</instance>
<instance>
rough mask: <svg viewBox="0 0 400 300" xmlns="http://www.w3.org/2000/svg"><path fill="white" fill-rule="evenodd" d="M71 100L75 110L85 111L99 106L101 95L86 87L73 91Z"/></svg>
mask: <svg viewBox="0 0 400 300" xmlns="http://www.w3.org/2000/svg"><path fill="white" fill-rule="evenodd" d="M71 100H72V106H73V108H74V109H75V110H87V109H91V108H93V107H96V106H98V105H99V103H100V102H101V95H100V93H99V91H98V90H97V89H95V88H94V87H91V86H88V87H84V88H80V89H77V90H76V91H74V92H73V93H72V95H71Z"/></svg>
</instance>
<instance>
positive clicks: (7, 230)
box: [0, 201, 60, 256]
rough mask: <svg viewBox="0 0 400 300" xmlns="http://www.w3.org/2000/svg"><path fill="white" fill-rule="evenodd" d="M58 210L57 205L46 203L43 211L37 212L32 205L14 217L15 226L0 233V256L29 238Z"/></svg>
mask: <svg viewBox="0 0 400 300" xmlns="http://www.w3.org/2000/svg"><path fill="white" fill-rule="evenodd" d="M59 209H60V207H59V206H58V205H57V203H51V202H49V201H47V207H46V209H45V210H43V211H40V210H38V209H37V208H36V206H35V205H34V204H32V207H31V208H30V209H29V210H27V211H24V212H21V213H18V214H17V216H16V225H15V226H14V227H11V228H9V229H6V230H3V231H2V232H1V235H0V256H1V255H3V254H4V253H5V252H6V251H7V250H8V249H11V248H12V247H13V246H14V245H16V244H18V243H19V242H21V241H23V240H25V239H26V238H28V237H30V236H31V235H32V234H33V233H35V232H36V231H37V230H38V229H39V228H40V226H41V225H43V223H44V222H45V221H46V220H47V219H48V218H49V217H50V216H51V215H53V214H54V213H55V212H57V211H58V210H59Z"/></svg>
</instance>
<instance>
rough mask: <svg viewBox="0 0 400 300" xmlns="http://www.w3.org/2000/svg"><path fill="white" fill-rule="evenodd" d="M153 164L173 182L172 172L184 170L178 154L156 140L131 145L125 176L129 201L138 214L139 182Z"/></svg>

Your objective: Rewrite the records above, putting "coarse mask" wherever "rough mask" appears and leaving everything else the same.

Solution to the exercise:
</instance>
<instance>
coarse mask: <svg viewBox="0 0 400 300" xmlns="http://www.w3.org/2000/svg"><path fill="white" fill-rule="evenodd" d="M71 100L75 110L85 111L99 106L101 95L86 87L73 91Z"/></svg>
mask: <svg viewBox="0 0 400 300" xmlns="http://www.w3.org/2000/svg"><path fill="white" fill-rule="evenodd" d="M71 100H72V106H73V108H74V109H75V110H87V109H91V108H93V107H96V106H98V105H99V103H100V102H101V95H100V93H99V91H98V90H97V89H95V88H94V87H91V86H88V87H84V88H80V89H77V90H76V91H74V92H73V93H72V95H71Z"/></svg>
</instance>
<instance>
positive clicks: (7, 230)
box: [0, 201, 60, 256]
coarse mask: <svg viewBox="0 0 400 300" xmlns="http://www.w3.org/2000/svg"><path fill="white" fill-rule="evenodd" d="M58 210L57 205L46 203L43 211L37 212L32 205L14 217L15 226L0 233V256L29 238Z"/></svg>
mask: <svg viewBox="0 0 400 300" xmlns="http://www.w3.org/2000/svg"><path fill="white" fill-rule="evenodd" d="M59 209H60V207H59V206H58V205H57V203H51V202H49V201H47V207H46V209H45V210H43V211H40V210H38V209H37V208H36V206H35V205H34V204H32V207H31V208H30V209H29V210H27V211H24V212H21V213H18V214H17V216H16V225H15V226H14V227H11V228H9V229H6V230H3V231H2V232H1V235H0V256H1V255H3V254H4V253H5V252H6V251H7V250H8V249H11V248H12V247H13V246H14V245H16V244H18V243H19V242H21V241H23V240H25V239H26V238H28V237H30V236H31V235H32V234H33V233H35V232H36V231H37V230H38V229H39V228H40V226H41V225H43V223H44V222H45V221H46V220H47V219H48V218H49V217H50V216H51V215H53V214H54V213H55V212H57V211H58V210H59Z"/></svg>
</instance>
<instance>
coarse mask: <svg viewBox="0 0 400 300" xmlns="http://www.w3.org/2000/svg"><path fill="white" fill-rule="evenodd" d="M153 164L173 182L172 172L184 170L178 154L156 140L131 145L125 176L129 201L138 214L139 182Z"/></svg>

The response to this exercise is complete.